> _SET TASKS_:
A. Return the laboratory mill passage from "During milling operation, as" up to and including "periodic comminution procedure.", word for word.
B. In the laboratory mill passage, give every distinct reference numeral in ascending order, each with the name of the part it marks.

[start PASSAGE GIVEN]

In the embodiment shown by way of example, the milling stock tube 8 is defined by a funnel-like wall portion 10 of a housing lid 11 of the laboratory mill 1. The housing lid 11 encloses the milling chamber 4. To further encase the laboratory mill 1, a housing 12 is also provided, which can also be formed in multiple parts and encloses a drive of the laboratory mill 1. The housing lid 11 and the housing 12 form an enclosure or envelope for the laboratory mill 1. The housing 12 rests on a base by means of a base plate 13. The base plate 13 forms part of the device stand for the comminution machine 1.


During milling operation, as a result of the high speeds of centrifugal mills, the laboratory mill 1 produces sound emissions, which are transmitted as airborne and/or structure-borne sound. These signals coupled to the speed of the rotor 3 are very irritating due to the generally high rotational speeds in laboratory use. In conical mills, however, periodic sound emissions occur particularly due to periodic impacts produced by the comminution process. Sound emissions can be produced by the comminution procedure itself, or by a developing air flow that is interrupted cyclically by the periodic comminution procedure.


Airborne sound is then emitted from the milling chamber 4 and into the surrounding area through the milling stock tube 8. If the milling stock tube 8 is open during the milling operation in order to gradually feed the milling stock into the milling chamber 4, there is a continuous airborne-sound path between the emission source in the region of the milling tool and the area surrounding the comminution machine 1. In addition, structure-borne sound emissions occur, which are caused by device and/or housing parts of the comminution machine 1 shaking and vibrating and emanate from the milling chamber 4. These device and/or housing parts can make ambient air vibrate and thus generate airborne sound themselves, and/or strengthen airborne sound emissions through the milling stock tube 8. In addition, vibrating device parts and/or housing parts in turn make adjacent device and/or housing parts vibrate, resulting in the adjacent device parts also potentially emitting airborne sound.

[end PASSAGE GIVEN]
[start STORED RECORDS]

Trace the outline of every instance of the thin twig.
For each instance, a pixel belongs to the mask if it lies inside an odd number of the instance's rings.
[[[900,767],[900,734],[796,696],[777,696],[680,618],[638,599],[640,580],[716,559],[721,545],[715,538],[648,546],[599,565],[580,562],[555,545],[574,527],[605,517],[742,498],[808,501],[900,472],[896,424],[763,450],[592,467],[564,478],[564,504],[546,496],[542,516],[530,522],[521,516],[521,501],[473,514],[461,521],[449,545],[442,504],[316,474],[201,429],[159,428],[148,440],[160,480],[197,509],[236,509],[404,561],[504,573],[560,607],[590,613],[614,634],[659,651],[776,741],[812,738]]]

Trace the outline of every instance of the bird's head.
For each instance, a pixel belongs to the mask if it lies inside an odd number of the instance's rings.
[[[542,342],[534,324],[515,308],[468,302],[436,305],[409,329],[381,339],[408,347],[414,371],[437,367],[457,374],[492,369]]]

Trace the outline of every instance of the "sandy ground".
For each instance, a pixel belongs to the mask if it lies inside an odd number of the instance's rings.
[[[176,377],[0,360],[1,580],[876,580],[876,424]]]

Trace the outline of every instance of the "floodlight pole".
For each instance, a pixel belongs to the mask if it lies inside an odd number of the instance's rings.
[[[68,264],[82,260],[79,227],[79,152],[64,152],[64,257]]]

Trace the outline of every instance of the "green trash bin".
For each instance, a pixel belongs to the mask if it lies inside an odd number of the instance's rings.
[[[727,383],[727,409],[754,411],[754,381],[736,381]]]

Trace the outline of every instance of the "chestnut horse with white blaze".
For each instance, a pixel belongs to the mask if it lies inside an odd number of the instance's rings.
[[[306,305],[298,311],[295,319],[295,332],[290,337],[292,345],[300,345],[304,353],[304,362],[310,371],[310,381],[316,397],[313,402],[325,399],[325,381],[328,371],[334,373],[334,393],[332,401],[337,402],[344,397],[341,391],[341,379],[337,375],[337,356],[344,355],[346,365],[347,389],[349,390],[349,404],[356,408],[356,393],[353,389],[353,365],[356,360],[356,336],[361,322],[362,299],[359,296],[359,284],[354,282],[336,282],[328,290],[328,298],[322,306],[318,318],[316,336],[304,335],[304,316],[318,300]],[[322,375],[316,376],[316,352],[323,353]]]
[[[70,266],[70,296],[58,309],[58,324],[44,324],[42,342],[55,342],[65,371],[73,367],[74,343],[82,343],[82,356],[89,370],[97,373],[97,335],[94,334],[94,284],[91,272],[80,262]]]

[end STORED RECORDS]

> _RESULTS IN ORDER_:
A.
During milling operation, as a result of the high speeds of centrifugal mills, the laboratory mill 1 produces sound emissions, which are transmitted as airborne and/or structure-borne sound. These signals coupled to the speed of the rotor 3 are very irritating due to the generally high rotational speeds in laboratory use. In conical mills, however, periodic sound emissions occur particularly due to periodic impacts produced by the comminution process. Sound emissions can be produced by the comminution procedure itself, or by a developing air flow that is interrupted cyclically by the periodic comminution procedure.

B.
1: laboratory mill (also called the comminution machine)
3: rotor
4: milling chamber
8: milling stock tube
10: funnel-like wall portion
11: housing lid
12: housing
13: base plate